Instructions for the task
Where a line of the entries holds the string "class", copy that line.

Start of The data

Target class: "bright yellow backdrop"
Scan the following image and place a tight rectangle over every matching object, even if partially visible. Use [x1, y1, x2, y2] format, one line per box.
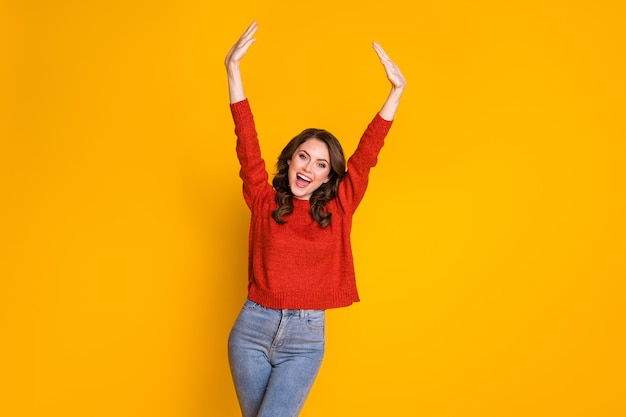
[2, 1, 625, 416]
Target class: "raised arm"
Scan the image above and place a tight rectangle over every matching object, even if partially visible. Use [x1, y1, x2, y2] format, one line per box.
[372, 42, 406, 121]
[225, 21, 259, 104]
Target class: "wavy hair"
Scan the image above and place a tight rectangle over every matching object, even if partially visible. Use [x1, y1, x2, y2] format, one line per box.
[272, 128, 346, 228]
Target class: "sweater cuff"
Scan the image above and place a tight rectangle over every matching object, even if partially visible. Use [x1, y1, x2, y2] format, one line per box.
[230, 99, 252, 122]
[373, 112, 394, 133]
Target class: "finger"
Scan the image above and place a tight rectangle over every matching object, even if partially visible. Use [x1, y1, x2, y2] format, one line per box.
[234, 32, 257, 55]
[241, 21, 259, 41]
[372, 42, 391, 61]
[238, 38, 256, 55]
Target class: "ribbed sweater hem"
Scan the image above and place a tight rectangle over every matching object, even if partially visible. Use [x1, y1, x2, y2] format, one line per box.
[248, 287, 360, 310]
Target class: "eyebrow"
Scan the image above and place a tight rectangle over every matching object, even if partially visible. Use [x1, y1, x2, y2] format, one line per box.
[300, 150, 329, 164]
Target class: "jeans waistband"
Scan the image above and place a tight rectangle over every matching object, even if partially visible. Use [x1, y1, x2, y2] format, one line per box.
[246, 299, 324, 317]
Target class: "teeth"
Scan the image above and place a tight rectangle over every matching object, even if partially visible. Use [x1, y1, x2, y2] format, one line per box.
[297, 174, 312, 182]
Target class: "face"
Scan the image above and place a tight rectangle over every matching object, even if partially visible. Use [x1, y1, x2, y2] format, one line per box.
[287, 138, 332, 200]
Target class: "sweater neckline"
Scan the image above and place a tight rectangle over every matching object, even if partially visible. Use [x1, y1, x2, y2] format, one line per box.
[292, 197, 310, 208]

End of The data

Your response
Target class: "bright yellow backdrop"
Target class: "raised arm"
Target class: "wavy hair"
Target class: "sweater cuff"
Target class: "finger"
Target class: "ribbed sweater hem"
Target class: "eyebrow"
Target class: "jeans waistband"
Target class: "teeth"
Target class: "face"
Target class: "sweater neckline"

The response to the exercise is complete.